Input data:
◆ ◆ ◆ ◆ ◆ ◆ ◆

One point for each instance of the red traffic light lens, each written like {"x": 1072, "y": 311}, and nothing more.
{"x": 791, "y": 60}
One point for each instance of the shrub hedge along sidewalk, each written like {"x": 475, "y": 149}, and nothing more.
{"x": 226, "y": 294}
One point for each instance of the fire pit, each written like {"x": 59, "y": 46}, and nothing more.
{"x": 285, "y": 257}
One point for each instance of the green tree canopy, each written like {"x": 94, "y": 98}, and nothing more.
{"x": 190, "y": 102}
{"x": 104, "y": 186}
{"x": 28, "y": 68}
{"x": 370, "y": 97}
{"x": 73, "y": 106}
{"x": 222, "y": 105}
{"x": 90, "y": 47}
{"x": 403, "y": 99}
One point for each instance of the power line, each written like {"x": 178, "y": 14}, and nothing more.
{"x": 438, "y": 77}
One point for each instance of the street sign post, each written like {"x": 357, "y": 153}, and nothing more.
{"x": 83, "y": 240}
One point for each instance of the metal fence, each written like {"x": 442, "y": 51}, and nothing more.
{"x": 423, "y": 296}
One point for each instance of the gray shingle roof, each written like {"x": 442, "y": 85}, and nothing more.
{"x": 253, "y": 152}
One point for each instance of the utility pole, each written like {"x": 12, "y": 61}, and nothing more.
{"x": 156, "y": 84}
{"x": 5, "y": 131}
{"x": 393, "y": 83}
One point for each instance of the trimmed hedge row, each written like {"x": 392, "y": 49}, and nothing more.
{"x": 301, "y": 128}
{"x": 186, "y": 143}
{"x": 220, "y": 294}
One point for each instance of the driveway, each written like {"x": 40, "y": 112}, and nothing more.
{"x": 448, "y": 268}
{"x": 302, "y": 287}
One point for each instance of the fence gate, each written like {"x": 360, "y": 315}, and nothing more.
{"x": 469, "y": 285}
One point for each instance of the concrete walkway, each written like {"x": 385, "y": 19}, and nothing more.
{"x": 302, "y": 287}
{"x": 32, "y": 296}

◆ ◆ ◆ ◆ ◆ ◆ ◆

Task:
Give back, exactly and with nothing added, the lines from the line containing "One point for each instance of the driveway, each" through the final line of the records above, both of them included.

Solution:
One point for each instance of the driveway, each written like {"x": 40, "y": 112}, and nothing more.
{"x": 448, "y": 268}
{"x": 302, "y": 287}
One point for each instance of the fence gate, each written like {"x": 360, "y": 315}, and nothing more.
{"x": 469, "y": 285}
One point for each instance of the concrete walkway, each written like {"x": 385, "y": 19}, and nothing more.
{"x": 302, "y": 287}
{"x": 32, "y": 296}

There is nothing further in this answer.